(Referring expression data)
*** Begin section ***

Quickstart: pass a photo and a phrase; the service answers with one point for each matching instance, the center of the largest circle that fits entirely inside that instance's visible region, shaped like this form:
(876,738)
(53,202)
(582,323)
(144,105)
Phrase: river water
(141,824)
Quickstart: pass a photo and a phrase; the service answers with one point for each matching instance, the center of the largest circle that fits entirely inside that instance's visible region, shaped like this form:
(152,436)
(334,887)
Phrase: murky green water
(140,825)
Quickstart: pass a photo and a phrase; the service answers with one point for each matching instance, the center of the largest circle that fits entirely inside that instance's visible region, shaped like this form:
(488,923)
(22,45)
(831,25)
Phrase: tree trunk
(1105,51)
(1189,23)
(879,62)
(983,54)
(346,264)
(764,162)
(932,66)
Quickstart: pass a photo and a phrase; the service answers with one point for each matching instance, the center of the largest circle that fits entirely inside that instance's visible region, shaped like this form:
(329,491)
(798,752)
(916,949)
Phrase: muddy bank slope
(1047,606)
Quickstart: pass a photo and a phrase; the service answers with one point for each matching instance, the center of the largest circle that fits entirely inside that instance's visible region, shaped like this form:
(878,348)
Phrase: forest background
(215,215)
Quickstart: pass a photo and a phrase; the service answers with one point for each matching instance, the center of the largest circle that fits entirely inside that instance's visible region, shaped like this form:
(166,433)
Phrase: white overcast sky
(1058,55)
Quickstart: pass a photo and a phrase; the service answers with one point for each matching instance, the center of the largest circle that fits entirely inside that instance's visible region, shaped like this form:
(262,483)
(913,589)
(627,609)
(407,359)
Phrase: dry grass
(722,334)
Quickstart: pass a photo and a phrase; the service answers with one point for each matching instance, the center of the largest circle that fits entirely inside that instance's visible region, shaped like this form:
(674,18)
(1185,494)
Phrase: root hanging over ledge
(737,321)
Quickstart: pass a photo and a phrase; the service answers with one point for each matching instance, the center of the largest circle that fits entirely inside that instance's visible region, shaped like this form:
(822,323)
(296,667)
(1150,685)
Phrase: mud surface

*** End section ***

▶ Exercise directions
All entries are to be retyped with no difference from the original.

▶ Answer to this task
Quickstart: pass a photo and a phrase; the service answers with one point for each matching instance, the center of the largest circle that fits entirely inside that instance's visible region, shaped like this form:
(876,738)
(53,202)
(582,323)
(144,105)
Phrase: river water
(141,824)
Quickstart: pass a photo and a phrase; the service answers with one point for each matching instance, the center of the largest circle that fits entirely inside that instance's visible region, shaped like this form:
(152,436)
(334,887)
Phrase: murky green water
(140,825)
Quickstart: pass a photo and a phrase; the service answers with one point for each matching instance, the center of the largest circle that fits entirely inside that instance's visible region, shaped like this form:
(488,923)
(22,45)
(831,25)
Phrase: tree trunk
(1105,51)
(1189,23)
(879,62)
(983,54)
(346,264)
(764,162)
(932,66)
Quickstart: pass a photo and a phrase; the service answers with one point for each matching instance, the center of the largest circle that fits entirely inside that instance's visible region, shaped like this form:
(329,491)
(798,752)
(916,949)
Phrase: muddy bank slope
(1047,606)
Quickstart: pass a photo and a phrase; the service answers with one point for each matching instance, the center of the largest circle that fits entirely inside that instance's visible region, shaped like this form:
(878,348)
Phrase: forest background
(215,215)
Quickstart: pass a photo and a phrase; the service answers with one point for each matching instance, the center of the largest circle that fits entirely inside that instance's visible region, shaped like this form:
(166,433)
Phrase: white overcast sky
(1058,55)
Quickstart: pass a photo and a phrase; the service answers with one point for each matching instance, the center of the largest circle that fits entirely inside that instance's visible region, shaped like this form:
(262,483)
(913,589)
(627,609)
(407,359)
Phrase: dry grass
(722,334)
Quickstart: pass a photo and a phrase; the service answers with one point for each matching instance, the center of the largest circle that fits entirely inside that instance's visible region, shaped like this form:
(674,18)
(1185,494)
Phrase: root hanging over ledge
(737,321)
Quickstart: pass a photo and a phrase; the service answers with one point for each matching instance, the center of the largest circle that fits entirely inside that instance's visible region, shaped like this form:
(822,323)
(296,667)
(1150,685)
Phrase: mud surface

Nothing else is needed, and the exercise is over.